------ MATERIAL SHOWN ------
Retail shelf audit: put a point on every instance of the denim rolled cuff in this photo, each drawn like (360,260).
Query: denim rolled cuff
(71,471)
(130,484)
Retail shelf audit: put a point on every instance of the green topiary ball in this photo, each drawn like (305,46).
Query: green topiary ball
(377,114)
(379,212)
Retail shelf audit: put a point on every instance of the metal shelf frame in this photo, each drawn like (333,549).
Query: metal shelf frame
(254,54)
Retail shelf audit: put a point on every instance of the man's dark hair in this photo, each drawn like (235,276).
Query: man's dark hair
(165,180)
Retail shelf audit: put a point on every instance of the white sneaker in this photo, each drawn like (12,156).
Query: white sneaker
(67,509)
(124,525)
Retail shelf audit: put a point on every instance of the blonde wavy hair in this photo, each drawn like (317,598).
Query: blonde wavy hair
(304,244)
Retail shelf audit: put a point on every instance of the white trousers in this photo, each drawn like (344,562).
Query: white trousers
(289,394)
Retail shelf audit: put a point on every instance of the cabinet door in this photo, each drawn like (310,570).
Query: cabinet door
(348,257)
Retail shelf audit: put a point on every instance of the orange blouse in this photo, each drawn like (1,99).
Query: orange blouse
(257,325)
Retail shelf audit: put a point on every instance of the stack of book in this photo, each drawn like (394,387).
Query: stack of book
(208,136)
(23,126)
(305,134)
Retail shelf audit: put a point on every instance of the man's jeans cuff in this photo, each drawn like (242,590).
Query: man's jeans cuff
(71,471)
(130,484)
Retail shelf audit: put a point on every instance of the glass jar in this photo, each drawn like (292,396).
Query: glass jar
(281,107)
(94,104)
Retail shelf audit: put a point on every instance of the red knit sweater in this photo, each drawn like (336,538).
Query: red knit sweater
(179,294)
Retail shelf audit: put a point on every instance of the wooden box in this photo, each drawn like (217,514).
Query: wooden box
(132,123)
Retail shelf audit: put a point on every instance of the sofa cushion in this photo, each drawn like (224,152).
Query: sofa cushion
------
**SHORT TASK**. Restate all of the entries above precisely.

**FULL OUTPUT**.
Retail shelf audit: put a point on every instance of the denim rolled cuff in this photo, each drawn like (360,260).
Query: denim rolled cuff
(71,471)
(130,484)
Retail shelf audit: put a point on every instance of the green topiary ball in this photo, each drawn like (305,46).
Query: green topiary ball
(377,114)
(379,212)
Retail shelf audit: put a point on every instance of the metal shelf frame in this photo, each drawn like (333,549).
Query: metal shelf frame
(254,54)
Retail shelf audit: put a point on every instance of the man's dark hair in this photo, each drawn like (235,276).
Query: man's dark hair
(165,180)
Retail shelf audit: put a point on every instance of the white sneaker in this photo, each drawn like (12,156).
Query: white sneaker
(67,509)
(124,525)
Retail shelf audit: put a point on every instance of the blonde wavy hair in this photo, each drawn like (317,598).
Query: blonde wavy hair
(304,244)
Retail shelf audit: put a point on every instance of the white trousers in this photo, each drawn like (344,562).
Query: white trousers
(289,394)
Retail shelf audit: put a point on every instance of the cabinet door in this photo, each drawn like (310,570).
Query: cabinet door
(348,257)
Retail shelf audit: put a point on every instance of the orange blouse in this photo, each drawn like (1,99).
Query: orange blouse
(257,325)
Retail shelf audit: put a point on every instance of the stack of book in this photo, each drawn like (394,387).
Query: stack of book
(208,136)
(23,126)
(305,134)
Retail shelf audit: put a point on every instance of the man's jeans cuff in this photo, each drawn like (242,590).
Query: man's jeans cuff
(71,471)
(130,484)
Retail shelf audit: put a point on every instance of the glass jar in this photo, each drawn like (292,396).
Query: glass jar
(281,107)
(94,104)
Retail shelf audit: put a point on every instance of the red knit sweater in this photo, each drawn like (336,538).
Query: red knit sweater
(179,294)
Retail shelf audit: put a point on every instance of the wooden box in this photo, each drawn like (217,514).
Query: wooden box
(132,123)
Retail shelf audit: put a point on every instance of the sofa cushion in this photo, each drawn like (224,152).
Query: sofa cushion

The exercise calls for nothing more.